* begin Material provided *

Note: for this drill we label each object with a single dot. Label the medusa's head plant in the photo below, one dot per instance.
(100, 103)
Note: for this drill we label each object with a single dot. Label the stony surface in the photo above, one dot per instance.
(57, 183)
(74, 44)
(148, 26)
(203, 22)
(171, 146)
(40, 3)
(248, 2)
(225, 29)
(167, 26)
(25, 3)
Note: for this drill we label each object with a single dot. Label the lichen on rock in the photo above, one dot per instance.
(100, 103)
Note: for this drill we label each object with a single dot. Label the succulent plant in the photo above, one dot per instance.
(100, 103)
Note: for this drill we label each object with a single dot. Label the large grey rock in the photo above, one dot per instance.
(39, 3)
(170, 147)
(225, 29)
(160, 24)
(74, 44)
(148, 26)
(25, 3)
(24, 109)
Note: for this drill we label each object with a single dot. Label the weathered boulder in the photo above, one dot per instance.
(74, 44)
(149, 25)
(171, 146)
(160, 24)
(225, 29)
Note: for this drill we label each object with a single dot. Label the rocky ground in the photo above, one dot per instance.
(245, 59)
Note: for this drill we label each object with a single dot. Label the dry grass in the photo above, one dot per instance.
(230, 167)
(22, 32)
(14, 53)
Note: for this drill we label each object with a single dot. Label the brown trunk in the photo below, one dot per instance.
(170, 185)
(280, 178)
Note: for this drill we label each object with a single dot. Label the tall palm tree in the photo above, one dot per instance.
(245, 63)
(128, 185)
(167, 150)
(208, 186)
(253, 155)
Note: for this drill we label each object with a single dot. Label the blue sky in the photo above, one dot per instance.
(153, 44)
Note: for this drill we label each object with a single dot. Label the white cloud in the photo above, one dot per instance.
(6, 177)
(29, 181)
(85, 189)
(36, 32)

* end Material provided *

• Task requirements: Extract the lines above from the one containing "Label the stony" to the last line, both included, exactly as written.

• Completed exercise:
Note: for this drill we label each object with a single dot. Label the stony surface in the photo above, one dot per instance.
(57, 183)
(74, 44)
(148, 26)
(203, 22)
(171, 146)
(40, 3)
(248, 2)
(225, 29)
(167, 26)
(25, 3)
Note: for this drill we label each object with a single dot. Label the lichen on rock in the photo above, one dot per instance.
(100, 103)
Note: for this drill we label each object with a single dot. Label the succulent plant in the photo above, one dot per instance.
(100, 103)
Note: for this drill we label each object with a single dot. Label the large grey rock in the photo above, one dot per instance.
(39, 3)
(170, 147)
(225, 29)
(160, 24)
(74, 44)
(148, 26)
(25, 3)
(24, 109)
Note: for this drill we label each object with a single dot. Label the weathered boulder in the photo above, one dot per instance.
(74, 44)
(149, 25)
(171, 146)
(160, 24)
(225, 29)
Note: for this drill we label each object with a single dot. Label the rocky ground in the photo above, one dot per instance.
(245, 59)
Note: for this drill we label each object with a single dot. Label the dry grass in the photo above, one dot per instance.
(230, 167)
(22, 32)
(14, 53)
Note: for this drill we label each object with a single dot. Label the brown trunk in the photo below, one dot per instance.
(170, 185)
(280, 178)
Note: for this drill we label each object with a single dot. Label the tall palm tree in the photo above, one dot per instance.
(245, 63)
(128, 185)
(167, 150)
(208, 186)
(253, 155)
Note: for this drill we label each object with a single dot. Label the blue sky in the photo above, one dot per instance.
(153, 44)
Note: for this drill we label each object with a single dot. Label the white cloud in the photo above, one dot per instance.
(6, 177)
(29, 181)
(85, 189)
(36, 32)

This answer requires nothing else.